Exercise
Write out every line of the rows below as a JSON array of strings, one string per line, skipping blank lines and leaving out the pictures.

Given data
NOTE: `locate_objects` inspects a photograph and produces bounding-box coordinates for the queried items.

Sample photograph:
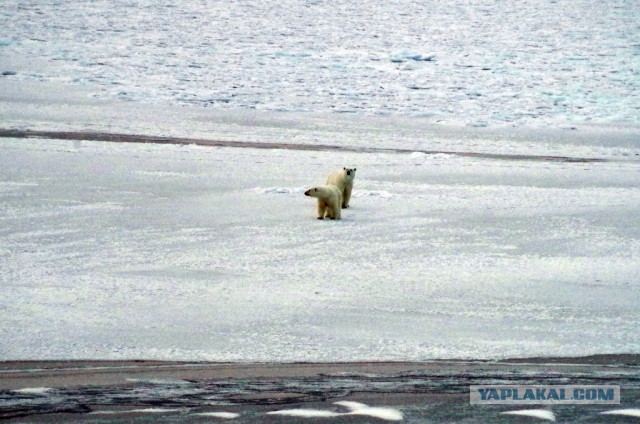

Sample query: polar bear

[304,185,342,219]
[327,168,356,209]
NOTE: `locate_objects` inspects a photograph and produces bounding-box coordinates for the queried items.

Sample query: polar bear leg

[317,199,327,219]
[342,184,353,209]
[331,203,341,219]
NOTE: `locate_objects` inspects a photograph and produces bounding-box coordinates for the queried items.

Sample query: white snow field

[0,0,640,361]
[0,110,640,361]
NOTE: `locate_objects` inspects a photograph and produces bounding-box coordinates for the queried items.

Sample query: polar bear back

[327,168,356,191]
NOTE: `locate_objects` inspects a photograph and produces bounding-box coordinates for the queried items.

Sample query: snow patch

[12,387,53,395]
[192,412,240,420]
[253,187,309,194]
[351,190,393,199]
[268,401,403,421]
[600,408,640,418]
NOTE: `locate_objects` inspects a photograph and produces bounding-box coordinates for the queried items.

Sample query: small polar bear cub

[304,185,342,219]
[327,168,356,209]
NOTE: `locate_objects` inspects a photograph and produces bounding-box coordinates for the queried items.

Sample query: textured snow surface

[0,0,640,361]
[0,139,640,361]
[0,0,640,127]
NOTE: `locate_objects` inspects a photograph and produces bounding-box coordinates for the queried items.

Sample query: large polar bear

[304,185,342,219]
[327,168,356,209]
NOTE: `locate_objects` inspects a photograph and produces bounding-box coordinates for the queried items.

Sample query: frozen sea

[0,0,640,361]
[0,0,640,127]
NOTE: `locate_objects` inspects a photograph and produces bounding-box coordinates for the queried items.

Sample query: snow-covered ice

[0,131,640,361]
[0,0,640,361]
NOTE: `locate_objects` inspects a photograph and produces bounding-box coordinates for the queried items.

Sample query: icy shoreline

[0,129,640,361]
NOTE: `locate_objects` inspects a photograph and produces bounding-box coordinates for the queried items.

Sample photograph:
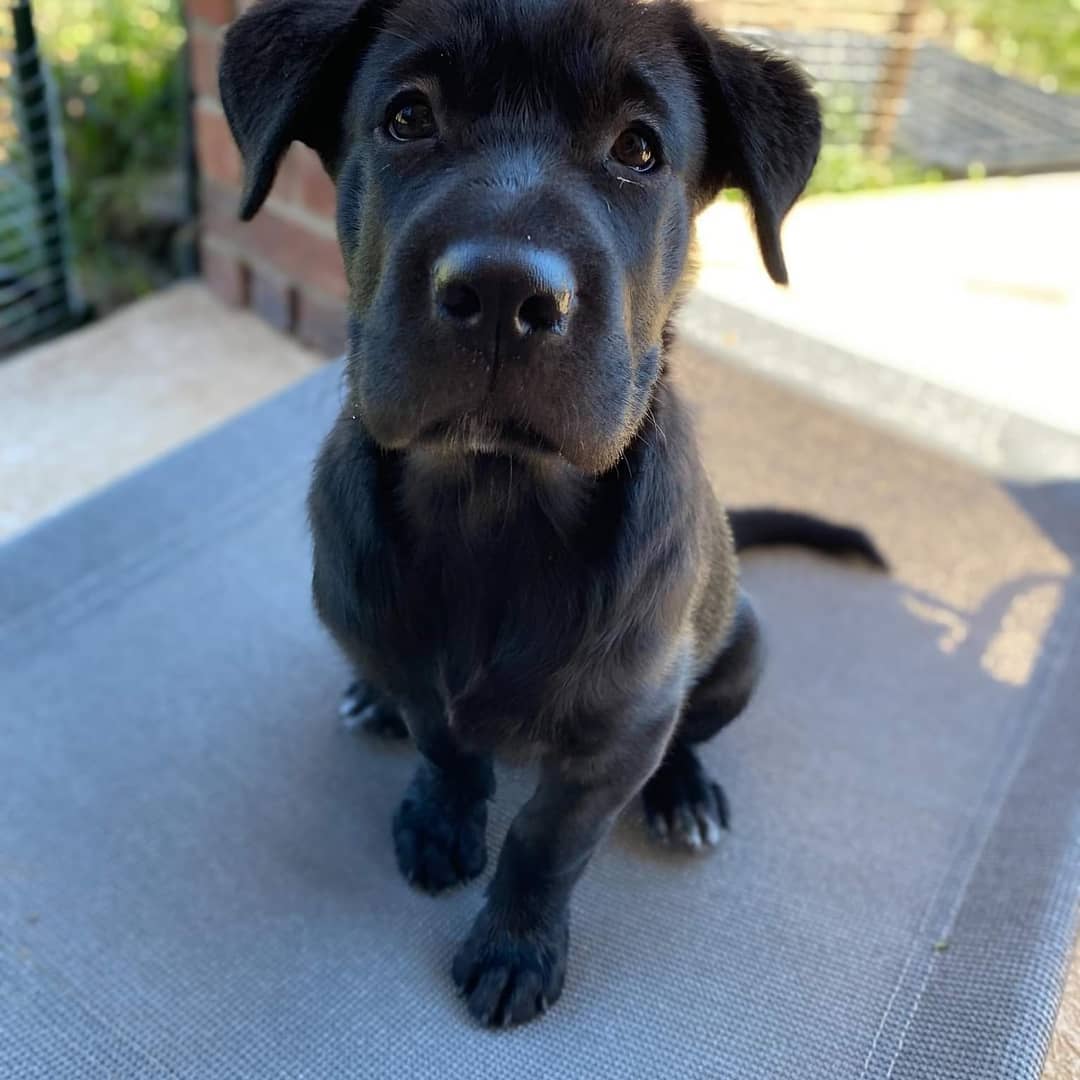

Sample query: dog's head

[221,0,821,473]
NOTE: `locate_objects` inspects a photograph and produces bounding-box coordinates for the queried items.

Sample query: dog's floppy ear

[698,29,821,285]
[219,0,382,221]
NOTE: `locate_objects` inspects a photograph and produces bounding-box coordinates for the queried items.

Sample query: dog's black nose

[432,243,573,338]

Expected output
[
  "NOTE: `locate_objects` inspects a photograph and produces bounding-box coordinates for the queried items.",
  "Sample photograph:",
  "Sample query: polar bear",
  "[304,185,342,219]",
  "[327,168,356,209]",
  "NOTE: `locate_objects` inspects a photograph and produces bounding-box coordinates for the queried items.",
  "Sample query: polar bear leg",
  "[317,199,327,219]",
  "[342,184,353,209]",
  "[331,203,341,219]",
  "NOTE: `locate_objects` inspects a photograph and produces bounding-box coordinates for the queried items.",
  "Sample query: white snow field",
  "[0,0,640,361]",
  "[0,110,640,361]",
  "NOTE: `locate_objects` inspects a photograph and produces bounding-box coordinates for the queried items.",
  "Sample query: polar bear back",
  "[327,168,356,191]",
  "NOTE: `locate_objects` inspects a photograph and produces bounding-box coordinates for the queried items.",
  "Sample query: snow patch",
  "[12,387,53,395]",
  "[192,412,240,420]",
  "[253,187,309,194]",
  "[351,190,393,199]",
  "[268,401,403,421]",
  "[600,408,640,418]",
  "NOTE: `locate_objects` inspects a photograph and produces bounding-box coordinates for the queried items.",
  "Sample query: small polar bear cub",
  "[304,185,342,219]",
  "[327,168,356,209]",
  "NOTE: `locate_objects` inspects a photograph and produces bounding-box coordinates for the queried items.",
  "Sample query: textured snow surface",
  "[0,0,640,361]",
  "[0,139,640,361]",
  "[0,0,640,127]",
  "NOTE: `locate_objects` inspects a photograph and produces bounding-box coordinates for the queried items.",
  "Sample query: large polar bear",
  "[304,185,342,219]",
  "[327,168,356,209]",
  "NOTE: `locate_objects` inspects a photograph and produces bounding-box coordinates for the queried items.",
  "Sample query: frozen sea",
  "[0,0,640,361]",
  "[0,0,640,127]",
  "NOTE: `locate_objects` inspects a photograph and produces bounding-box coordinates for the queried items.",
  "Sample query: snow-covered ice",
  "[0,131,640,361]",
  "[0,0,640,361]",
  "NOTE: `locate_objects` inspects a photograph and produces bounding-box coordinates for the queried items.",
  "Sample query: icy shoreline",
  "[0,129,640,361]",
  "NOTE: `locate_objects` inspects a photograph and produces bounding-box coordinates for the queried items.",
  "Sample photograph:",
  "Sample query: dog's head",
  "[221,0,821,473]",
  "NOTE: `locate_objects` inspects a photograph and produces bounding-box coordinates for the queried items.",
  "Sample query: dog's floppy ear",
  "[698,29,821,285]",
  "[219,0,382,221]",
  "NOTE: `locate_objects` inspects a photograph and produces bounding-box coordinates for the queried items.",
  "Sample query: dog's black nose",
  "[432,243,573,338]"
]